PROBLEMS AND TASKS:
a: In the unemployment passage, write out the text from "The August unemployment" to "past economic cycles.".
b: What historical median unemployment level does the unemployment passage cite?

The August unemployment level is up to 4.3%. However, that level remains a positive indicator. Why? Because it is well below the historical median level of 5.5%. A full 75% of all the post-World War II months had a higher unemployment level. The two graphs below show this historical comparison:
An easier way to see where the current unemployment rate stands is to sort all the months by size:
Why all the negative comments?
It is the latest item being used to push for lower interest rates. Here are four reasons why the reasoning is flawed:
First, the “historical” comparisons go back only a few years to the abnormally low unemployment caused by the Covid period’s sizable and unusual economic issues. Going back further undermines those comparisons. For a true reading of relative rates, we need to focus on the various past economic cycles.
Second, borrowers and Wall Street want lower interest rates. Look back to the 2020 and 2021 activities and speculation when the Federal Reserve kept rates low even as the money supply had a huge increase. They want those happy days to return. Therefore, there is cherry picking for negatives (like unemployment) to foster a desire for lower rates.

LISTED RECORDS:
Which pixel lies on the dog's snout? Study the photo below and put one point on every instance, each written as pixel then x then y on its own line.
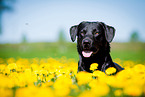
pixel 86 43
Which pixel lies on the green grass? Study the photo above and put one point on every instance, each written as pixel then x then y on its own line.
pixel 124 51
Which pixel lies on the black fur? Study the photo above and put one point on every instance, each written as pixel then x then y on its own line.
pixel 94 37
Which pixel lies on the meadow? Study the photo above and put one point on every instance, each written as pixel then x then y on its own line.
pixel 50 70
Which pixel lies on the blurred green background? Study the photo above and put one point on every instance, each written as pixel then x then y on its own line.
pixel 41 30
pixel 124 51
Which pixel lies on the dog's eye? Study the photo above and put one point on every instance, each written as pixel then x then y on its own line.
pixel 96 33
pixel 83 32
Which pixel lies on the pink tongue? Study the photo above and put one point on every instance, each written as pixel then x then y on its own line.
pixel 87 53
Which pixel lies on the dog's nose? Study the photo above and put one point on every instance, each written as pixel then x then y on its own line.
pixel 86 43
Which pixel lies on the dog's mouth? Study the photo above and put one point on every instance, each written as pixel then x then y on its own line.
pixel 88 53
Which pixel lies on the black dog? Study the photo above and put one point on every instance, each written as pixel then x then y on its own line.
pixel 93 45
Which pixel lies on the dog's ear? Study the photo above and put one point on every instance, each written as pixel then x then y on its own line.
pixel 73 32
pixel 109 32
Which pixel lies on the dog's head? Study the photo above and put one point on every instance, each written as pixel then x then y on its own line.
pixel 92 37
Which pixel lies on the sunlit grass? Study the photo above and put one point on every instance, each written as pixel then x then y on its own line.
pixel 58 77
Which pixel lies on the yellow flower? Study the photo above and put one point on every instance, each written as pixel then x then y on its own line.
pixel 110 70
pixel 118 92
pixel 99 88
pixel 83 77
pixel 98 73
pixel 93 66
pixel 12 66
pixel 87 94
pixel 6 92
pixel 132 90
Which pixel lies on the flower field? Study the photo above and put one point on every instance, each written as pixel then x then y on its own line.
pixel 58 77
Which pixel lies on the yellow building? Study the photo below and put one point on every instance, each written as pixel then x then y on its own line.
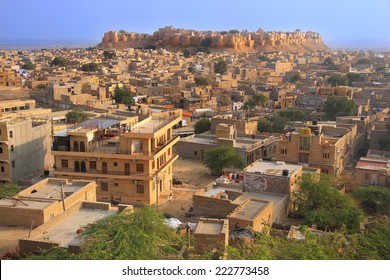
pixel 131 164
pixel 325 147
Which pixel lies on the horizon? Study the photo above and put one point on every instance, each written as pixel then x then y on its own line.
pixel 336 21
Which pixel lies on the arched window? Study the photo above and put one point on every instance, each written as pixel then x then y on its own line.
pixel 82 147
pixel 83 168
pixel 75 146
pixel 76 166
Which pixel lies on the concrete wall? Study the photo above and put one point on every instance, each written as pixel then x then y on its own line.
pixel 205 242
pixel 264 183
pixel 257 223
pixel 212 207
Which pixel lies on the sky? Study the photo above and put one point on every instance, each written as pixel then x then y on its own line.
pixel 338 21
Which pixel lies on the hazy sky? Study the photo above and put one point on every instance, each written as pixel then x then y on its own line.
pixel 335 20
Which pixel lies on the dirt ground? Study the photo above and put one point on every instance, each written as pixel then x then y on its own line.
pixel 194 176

---

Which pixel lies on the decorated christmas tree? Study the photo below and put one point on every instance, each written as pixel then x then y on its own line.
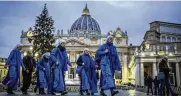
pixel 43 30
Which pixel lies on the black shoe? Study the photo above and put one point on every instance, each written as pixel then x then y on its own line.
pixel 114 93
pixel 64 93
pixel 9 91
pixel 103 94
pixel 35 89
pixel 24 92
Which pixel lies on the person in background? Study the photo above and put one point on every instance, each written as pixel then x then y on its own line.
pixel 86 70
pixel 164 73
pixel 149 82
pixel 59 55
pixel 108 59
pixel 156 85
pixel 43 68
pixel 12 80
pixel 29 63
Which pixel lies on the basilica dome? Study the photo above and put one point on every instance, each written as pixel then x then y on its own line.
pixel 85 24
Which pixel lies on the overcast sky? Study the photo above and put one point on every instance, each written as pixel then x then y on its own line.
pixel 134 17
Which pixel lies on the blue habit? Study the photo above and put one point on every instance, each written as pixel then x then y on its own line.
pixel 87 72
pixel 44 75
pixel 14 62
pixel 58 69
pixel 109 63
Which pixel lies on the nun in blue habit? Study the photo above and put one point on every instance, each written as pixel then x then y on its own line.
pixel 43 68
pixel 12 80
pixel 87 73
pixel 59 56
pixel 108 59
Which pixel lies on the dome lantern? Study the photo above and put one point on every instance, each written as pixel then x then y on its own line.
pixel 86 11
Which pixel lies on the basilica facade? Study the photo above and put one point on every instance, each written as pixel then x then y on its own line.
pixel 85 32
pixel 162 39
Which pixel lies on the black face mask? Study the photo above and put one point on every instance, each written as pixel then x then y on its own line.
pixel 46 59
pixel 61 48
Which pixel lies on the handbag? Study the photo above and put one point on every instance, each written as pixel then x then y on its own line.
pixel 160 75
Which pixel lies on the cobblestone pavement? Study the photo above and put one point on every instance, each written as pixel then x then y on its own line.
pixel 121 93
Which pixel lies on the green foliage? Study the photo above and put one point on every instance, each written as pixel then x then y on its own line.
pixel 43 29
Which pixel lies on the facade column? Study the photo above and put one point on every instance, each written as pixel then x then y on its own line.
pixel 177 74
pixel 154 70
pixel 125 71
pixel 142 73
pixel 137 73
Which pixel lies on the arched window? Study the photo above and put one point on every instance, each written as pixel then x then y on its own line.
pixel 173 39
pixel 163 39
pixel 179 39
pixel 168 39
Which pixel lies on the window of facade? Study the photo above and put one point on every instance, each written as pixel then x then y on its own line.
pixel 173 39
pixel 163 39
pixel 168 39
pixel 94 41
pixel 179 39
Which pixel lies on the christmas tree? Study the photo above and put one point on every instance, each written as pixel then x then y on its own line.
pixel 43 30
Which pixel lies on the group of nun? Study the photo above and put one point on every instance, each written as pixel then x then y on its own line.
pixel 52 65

SOLUTION LIST:
a:
The August unemployment level is up to 4.3%. However, that level remains a positive indicator. Why? Because it is well below the historical median level of 5.5%. A full 75% of all the post-World War II months had a higher unemployment level. The two graphs below show this historical comparison:
An easier way to see where the current unemployment rate stands is to sort all the months by size:
Why all the negative comments?
It is the latest item being used to push for lower interest rates. Here are four reasons why the reasoning is flawed:
First, the “historical” comparisons go back only a few years to the abnormally low unemployment caused by the Covid period’s sizable and unusual economic issues. Going back further undermines those comparisons. For a true reading of relative rates, we need to focus on the various past economic cycles.

b: 5.5%